(Your goal): Starting with the opening line of the entries below, transcribe each line exactly up to and including the one that has "Target: wooden pole"; pictures are not copied.

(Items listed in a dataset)
• • •

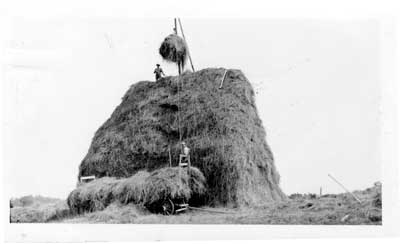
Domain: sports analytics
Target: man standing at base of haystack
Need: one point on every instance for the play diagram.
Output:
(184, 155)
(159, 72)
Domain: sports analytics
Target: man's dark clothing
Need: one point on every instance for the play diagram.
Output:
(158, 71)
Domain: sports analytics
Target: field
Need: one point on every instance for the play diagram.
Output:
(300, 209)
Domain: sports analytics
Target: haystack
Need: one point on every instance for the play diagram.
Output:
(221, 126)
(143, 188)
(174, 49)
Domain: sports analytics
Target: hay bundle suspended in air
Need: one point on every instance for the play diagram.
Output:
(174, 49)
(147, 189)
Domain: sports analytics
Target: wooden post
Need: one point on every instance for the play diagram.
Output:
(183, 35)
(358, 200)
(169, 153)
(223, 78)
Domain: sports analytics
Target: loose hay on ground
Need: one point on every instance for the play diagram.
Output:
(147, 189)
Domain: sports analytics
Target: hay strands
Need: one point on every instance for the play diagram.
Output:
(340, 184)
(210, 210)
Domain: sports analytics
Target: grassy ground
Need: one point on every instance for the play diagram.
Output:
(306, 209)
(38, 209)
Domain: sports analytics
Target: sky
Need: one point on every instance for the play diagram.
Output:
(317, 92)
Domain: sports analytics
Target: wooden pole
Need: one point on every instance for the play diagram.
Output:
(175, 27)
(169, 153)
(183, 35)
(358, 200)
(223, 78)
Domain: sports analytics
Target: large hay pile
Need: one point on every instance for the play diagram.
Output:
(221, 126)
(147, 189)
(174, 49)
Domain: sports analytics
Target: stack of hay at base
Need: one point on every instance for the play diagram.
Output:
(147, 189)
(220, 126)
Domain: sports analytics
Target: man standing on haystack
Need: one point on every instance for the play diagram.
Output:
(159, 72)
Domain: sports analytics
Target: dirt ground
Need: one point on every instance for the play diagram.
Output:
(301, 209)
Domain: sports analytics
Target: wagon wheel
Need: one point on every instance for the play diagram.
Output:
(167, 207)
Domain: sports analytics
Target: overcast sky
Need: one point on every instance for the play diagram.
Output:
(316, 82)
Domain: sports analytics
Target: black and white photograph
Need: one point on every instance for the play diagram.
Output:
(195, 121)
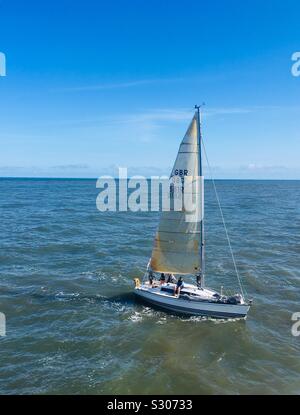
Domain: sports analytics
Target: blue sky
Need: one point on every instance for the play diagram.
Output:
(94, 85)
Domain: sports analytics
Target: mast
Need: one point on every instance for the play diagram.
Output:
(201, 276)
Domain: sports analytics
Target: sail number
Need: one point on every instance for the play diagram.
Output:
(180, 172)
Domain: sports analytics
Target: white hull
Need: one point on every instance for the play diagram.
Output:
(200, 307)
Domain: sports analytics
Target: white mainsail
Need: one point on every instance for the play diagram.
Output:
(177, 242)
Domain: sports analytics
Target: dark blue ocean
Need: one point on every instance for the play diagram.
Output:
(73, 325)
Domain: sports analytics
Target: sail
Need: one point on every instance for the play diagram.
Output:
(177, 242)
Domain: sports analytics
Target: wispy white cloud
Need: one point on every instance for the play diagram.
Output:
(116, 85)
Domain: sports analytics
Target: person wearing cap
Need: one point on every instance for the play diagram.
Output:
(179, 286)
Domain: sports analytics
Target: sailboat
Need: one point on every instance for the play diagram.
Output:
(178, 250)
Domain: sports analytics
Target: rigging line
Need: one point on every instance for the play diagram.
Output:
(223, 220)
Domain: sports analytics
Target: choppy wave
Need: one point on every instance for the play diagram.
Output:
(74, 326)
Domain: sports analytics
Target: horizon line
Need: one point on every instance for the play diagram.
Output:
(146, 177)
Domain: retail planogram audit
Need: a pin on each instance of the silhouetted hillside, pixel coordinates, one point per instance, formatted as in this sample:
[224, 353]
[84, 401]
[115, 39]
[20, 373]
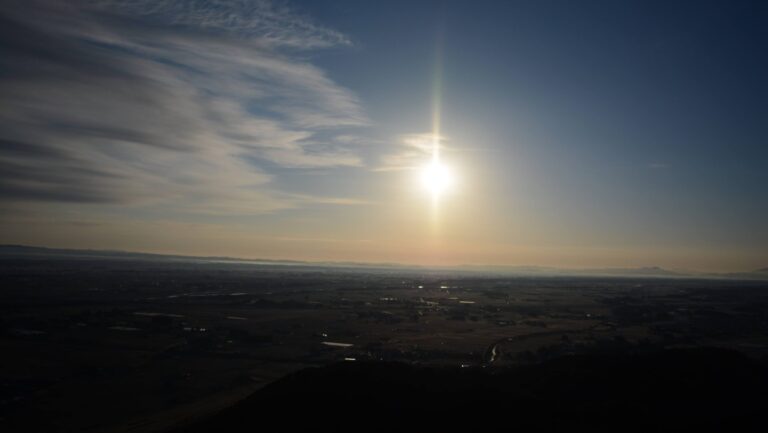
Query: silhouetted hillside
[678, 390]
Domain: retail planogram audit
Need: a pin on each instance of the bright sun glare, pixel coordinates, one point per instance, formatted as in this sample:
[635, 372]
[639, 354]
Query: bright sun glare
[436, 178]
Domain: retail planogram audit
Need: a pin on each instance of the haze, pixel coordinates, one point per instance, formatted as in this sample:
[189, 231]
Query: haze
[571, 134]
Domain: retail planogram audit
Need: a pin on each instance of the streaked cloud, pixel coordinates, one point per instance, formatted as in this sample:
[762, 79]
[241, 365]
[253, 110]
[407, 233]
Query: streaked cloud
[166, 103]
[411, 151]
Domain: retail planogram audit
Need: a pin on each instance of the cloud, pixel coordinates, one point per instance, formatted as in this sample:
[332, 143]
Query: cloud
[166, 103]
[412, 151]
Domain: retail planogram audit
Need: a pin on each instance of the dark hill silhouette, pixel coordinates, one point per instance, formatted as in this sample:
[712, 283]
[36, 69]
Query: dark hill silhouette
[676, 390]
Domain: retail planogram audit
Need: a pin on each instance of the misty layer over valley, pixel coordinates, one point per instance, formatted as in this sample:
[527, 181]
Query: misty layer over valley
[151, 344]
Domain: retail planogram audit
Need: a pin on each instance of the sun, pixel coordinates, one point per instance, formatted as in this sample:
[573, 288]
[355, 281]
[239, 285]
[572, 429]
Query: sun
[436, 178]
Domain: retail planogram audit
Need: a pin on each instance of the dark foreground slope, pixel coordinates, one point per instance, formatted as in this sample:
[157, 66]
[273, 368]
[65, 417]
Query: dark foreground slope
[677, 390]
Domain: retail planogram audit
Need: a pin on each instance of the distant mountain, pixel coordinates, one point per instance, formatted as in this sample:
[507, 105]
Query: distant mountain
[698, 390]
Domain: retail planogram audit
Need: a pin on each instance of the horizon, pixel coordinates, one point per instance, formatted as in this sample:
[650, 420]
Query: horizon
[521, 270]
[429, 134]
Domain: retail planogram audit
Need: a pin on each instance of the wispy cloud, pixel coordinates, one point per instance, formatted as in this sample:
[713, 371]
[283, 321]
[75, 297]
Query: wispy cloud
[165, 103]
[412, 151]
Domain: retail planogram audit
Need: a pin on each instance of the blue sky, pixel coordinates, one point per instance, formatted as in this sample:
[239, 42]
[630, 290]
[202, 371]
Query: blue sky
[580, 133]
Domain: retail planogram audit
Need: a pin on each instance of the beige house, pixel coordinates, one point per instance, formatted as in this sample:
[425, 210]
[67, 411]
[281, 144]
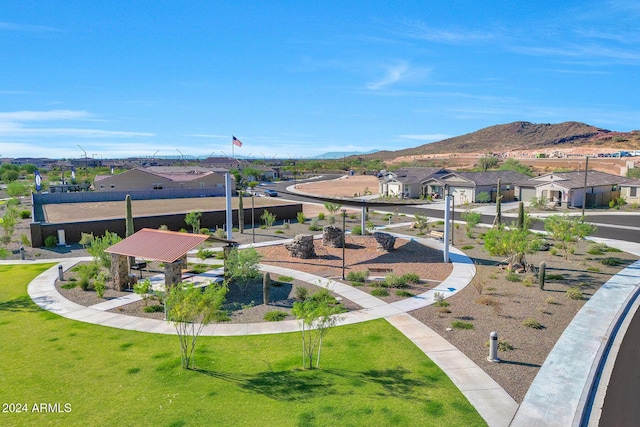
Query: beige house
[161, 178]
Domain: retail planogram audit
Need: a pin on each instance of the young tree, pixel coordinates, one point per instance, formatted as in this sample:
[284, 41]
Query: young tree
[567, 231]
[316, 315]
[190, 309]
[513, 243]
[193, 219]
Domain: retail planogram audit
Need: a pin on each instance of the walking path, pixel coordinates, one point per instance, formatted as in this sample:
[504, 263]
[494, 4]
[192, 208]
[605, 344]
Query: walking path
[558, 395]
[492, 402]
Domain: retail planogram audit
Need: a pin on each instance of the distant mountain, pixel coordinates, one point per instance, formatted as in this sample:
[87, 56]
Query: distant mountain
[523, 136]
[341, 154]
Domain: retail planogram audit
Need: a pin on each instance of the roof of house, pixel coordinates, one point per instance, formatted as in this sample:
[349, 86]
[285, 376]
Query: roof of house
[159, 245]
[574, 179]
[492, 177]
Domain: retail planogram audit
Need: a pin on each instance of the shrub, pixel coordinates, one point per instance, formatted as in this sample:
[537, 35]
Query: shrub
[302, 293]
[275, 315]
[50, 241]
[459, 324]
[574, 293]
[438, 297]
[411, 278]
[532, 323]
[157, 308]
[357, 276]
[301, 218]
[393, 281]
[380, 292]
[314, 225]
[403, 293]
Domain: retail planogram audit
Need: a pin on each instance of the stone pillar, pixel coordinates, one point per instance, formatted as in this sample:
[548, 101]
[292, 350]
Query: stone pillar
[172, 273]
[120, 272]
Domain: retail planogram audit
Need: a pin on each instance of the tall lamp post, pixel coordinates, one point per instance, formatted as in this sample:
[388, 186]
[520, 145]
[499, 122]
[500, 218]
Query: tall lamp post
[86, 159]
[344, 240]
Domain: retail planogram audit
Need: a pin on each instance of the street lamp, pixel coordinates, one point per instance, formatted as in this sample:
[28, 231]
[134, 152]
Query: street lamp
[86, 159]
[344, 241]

• • •

(Response for this exercise):
Domain: sports analytics
Target: man standing at base of haystack
Need: one point on every instance for the play diagram.
Output:
(184, 155)
(159, 72)
Domain: sports analytics
Target: man's dark clothing
Need: one point on every instance for the play diagram.
Output:
(158, 71)
Domain: sports analytics
Target: field
Need: one point on every instance for the play diagram.
Output:
(300, 209)
Domain: sports analytics
Target: haystack
Need: one point on every instance for the play diagram.
Output:
(221, 126)
(143, 188)
(174, 49)
Domain: sports analytics
Target: hay bundle suspended in air
Need: one point on every instance for the play diagram.
Output:
(174, 49)
(147, 189)
Domain: sports analytics
Target: wooden post
Need: one point on every instance for the play diagram.
Output:
(183, 35)
(358, 200)
(169, 153)
(223, 78)
Domain: sports analytics
Target: loose hay on ground
Need: one point on every instance for the play diagram.
Output:
(147, 189)
Domain: sports analytics
Target: hay strands
Need: one point on every instance for the play diagram.
Output:
(340, 184)
(210, 210)
Domain: sports analytics
Target: grassy ground
Need: one point on every instance for the play diagram.
Output:
(306, 209)
(38, 209)
Domain: sports analytics
Target: sky
Need: one point on every instance for the play diagram.
Output:
(317, 92)
Domain: sports analytics
Target: wooden pole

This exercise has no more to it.